_STATED PROBLEM 1:_
Collect every line of the listing that contains the word "blue".

[Start of READING PASSAGE]

NVIDIA confirms Next-Gen close to 1TFlop in 4Q07

ATI's next generation part codenamed R700 is scheduled for first quarter of 2008.
http://www.fudzilla.com/index.php?option=com_content&task=view&id=211&Itemid=1

ATI will not be so behind with R700 to response to Nvidia G92.

Hmmm but as you see below Fudzilla said NVIDIA G100 is scheduled for 1Q 2008....
http://www.fudzilla.com/index.php?option=com_content&task=view&id=355&Itemid=1

I don`t think ATI will release 3 High-End GPUs in 10 months.... r600 May 2007, r650 September/October 2007 and r700 about March 2008.... Imo we will see r700 in the 2H 2008 togehter with G100....
 
Hmmm but as you see below Fudzilla said NVIDIA G100 is scheduled for 1Q 2008....
http://www.fudzilla.com/index.php?option=com_content&task=view&id=355&Itemid=1

I don`t think ATI will release 3 High-End GPUs in 10 months.... r600 May 2007, r650 September/October 2007 and r700 about March 2008.... Imo we will see r700 in the 2H 2008 togehter with G100....

G92 and G100 has very small time frame differentness between of them ?? - well possibly ATI may have some kind Extreme edition of R700 as well.
 
G92 and G100 has very small time frame differentness between of them ?? - well possibly ATI may have some kind Extreme edition of R700 as well.

But i think G100 and r700 as well won`t be released in Q1 2008.... At the earliest in Q2 2008 but more probably Q2/Q3 2008....
 
Michael Hara said recently that Nvidia will stick to the "high-end launch in the Fall, mainstream launch in the Spring" business model for the foreseeable future, so no G100 in no Q1'08, or even Q2'08.
G92 is what you get, and it's not that bad either.
 
Why not??

Probably because it's a dual-GPU card, with maybe two R650's working in Crossfire mode.
However, i wouldn't rule out a similar move by Nvidia, even though we know G92 is not another GX2-type of refresh product (due to known process changes, added FP64 support, etc).
 
Err, no, not that I know of. If one cluster doesn't do texturing, and another cluster needs a huge amount of texturing, the TMUs don't get sent to work for the other cluster, afaik.
True, but IMO that's not a particularly useful capability. There should be enough threads on each cluster that this situation is statistically rare. If you really wanted to take care of this corner case, it would make more sense to make the sequencer a bit more intelligent in choosing which batch to go after next.

25% smaller die size, 30% increase in transistor count, 28% decrease in process size. Does that add up?
Probably. 90nm --> 65nm theoretically means 48% less area per transistor (though usually the gains aren't quite that high between processes). A 25% decrease in area and 30% increase in tranny count only needs a 42% decrease in transistor area, so it's very realistic.

G92 looks pretty nuts to me. I thought ATI might have an advantage in clocking up its shaders when AMD came aboard, but now that NVidia beat them to that with G80 and will likely go even further with G92, I don't see ATI having much success against the latter.

[End of READING PASSAGE]

_STATED PROBLEM 2:_
From the graphics card forum thread, copy verbatim the passage that begins at the words "Err, no, not" and stops after "other cluster, afaik.".

[Start of DATA ROWS]

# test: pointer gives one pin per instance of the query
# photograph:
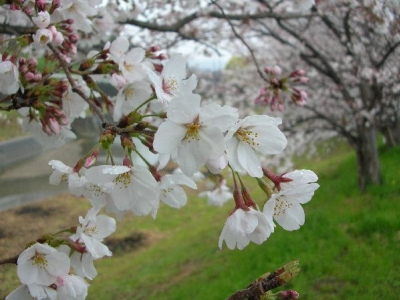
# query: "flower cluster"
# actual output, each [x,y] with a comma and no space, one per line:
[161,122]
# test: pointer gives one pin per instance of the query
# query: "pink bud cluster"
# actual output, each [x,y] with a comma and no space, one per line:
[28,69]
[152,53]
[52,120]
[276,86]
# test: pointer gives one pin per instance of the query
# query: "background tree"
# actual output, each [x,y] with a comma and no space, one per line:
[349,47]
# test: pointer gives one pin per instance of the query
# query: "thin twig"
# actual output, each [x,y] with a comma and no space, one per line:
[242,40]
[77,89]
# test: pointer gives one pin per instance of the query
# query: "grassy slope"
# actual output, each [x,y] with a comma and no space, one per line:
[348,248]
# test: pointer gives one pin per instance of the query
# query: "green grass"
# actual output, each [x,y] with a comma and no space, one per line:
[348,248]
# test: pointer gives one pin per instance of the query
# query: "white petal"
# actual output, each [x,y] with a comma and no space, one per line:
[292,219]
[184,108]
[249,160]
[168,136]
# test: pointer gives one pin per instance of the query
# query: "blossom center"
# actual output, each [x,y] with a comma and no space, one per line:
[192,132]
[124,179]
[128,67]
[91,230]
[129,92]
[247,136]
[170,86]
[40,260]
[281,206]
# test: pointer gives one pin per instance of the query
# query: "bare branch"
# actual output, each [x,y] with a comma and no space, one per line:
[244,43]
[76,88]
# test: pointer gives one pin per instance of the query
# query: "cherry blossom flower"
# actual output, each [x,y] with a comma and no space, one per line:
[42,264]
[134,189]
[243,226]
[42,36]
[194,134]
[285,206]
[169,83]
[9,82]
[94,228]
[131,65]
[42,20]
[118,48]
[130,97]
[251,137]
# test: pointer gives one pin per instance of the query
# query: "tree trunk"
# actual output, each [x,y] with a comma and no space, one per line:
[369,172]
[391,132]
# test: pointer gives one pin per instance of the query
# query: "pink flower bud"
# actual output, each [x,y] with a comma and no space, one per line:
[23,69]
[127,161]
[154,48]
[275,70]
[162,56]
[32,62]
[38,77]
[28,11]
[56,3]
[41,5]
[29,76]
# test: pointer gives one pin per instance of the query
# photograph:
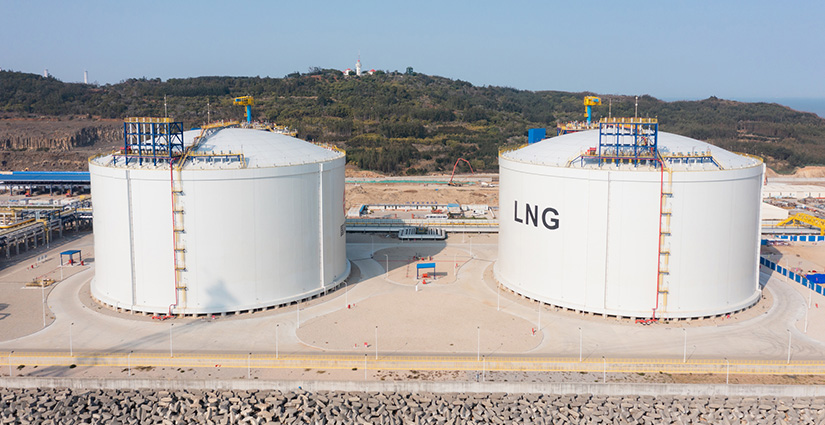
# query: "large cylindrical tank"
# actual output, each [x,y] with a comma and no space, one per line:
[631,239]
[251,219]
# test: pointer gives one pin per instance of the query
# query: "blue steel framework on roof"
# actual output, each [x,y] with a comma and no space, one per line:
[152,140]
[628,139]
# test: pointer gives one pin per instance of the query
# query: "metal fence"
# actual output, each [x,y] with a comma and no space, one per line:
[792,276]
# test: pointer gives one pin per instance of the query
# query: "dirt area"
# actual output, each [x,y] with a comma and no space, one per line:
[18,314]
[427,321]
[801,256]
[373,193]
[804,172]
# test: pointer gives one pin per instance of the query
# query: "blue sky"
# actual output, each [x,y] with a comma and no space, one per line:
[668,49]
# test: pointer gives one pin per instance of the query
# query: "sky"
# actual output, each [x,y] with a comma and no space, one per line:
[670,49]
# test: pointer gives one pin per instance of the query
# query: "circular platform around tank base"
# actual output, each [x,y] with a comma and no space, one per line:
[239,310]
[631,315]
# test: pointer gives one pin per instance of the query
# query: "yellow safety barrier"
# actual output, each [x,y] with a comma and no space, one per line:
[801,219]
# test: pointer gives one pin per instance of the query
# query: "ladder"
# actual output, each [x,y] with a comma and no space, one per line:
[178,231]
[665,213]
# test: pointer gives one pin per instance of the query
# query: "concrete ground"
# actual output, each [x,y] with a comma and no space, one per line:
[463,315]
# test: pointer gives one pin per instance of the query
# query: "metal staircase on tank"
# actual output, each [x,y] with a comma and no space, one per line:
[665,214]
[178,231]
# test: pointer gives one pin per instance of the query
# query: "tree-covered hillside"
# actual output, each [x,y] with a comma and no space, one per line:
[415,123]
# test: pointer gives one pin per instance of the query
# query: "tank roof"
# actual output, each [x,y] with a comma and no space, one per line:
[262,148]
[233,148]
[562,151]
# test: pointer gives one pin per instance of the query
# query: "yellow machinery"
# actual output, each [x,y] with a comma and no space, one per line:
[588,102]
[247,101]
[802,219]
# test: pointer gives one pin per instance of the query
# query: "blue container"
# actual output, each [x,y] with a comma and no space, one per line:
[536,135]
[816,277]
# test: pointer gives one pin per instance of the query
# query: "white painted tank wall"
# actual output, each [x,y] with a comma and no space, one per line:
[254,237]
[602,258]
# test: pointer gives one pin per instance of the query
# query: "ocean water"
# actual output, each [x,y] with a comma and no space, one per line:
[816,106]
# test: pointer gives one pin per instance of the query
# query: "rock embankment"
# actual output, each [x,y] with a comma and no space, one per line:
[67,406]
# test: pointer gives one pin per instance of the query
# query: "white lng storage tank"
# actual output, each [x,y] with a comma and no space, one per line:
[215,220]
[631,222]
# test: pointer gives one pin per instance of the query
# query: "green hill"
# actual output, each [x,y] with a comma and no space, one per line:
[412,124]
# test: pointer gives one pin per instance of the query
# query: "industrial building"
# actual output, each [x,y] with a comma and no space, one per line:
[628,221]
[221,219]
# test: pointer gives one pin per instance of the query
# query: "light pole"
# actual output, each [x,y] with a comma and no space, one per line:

[End of DATA ROWS]

_WRITTEN SOLUTION 1:_
# query: "blue steel framework on roof"
# query: "blue sky"
# query: "blue container"

_WRITTEN SOLUTION 2:_
Err, no, not that I know of. If one cluster doesn't do texturing, and another cluster needs a huge amount of texturing, the TMUs don't get sent to work for the other cluster, afaik.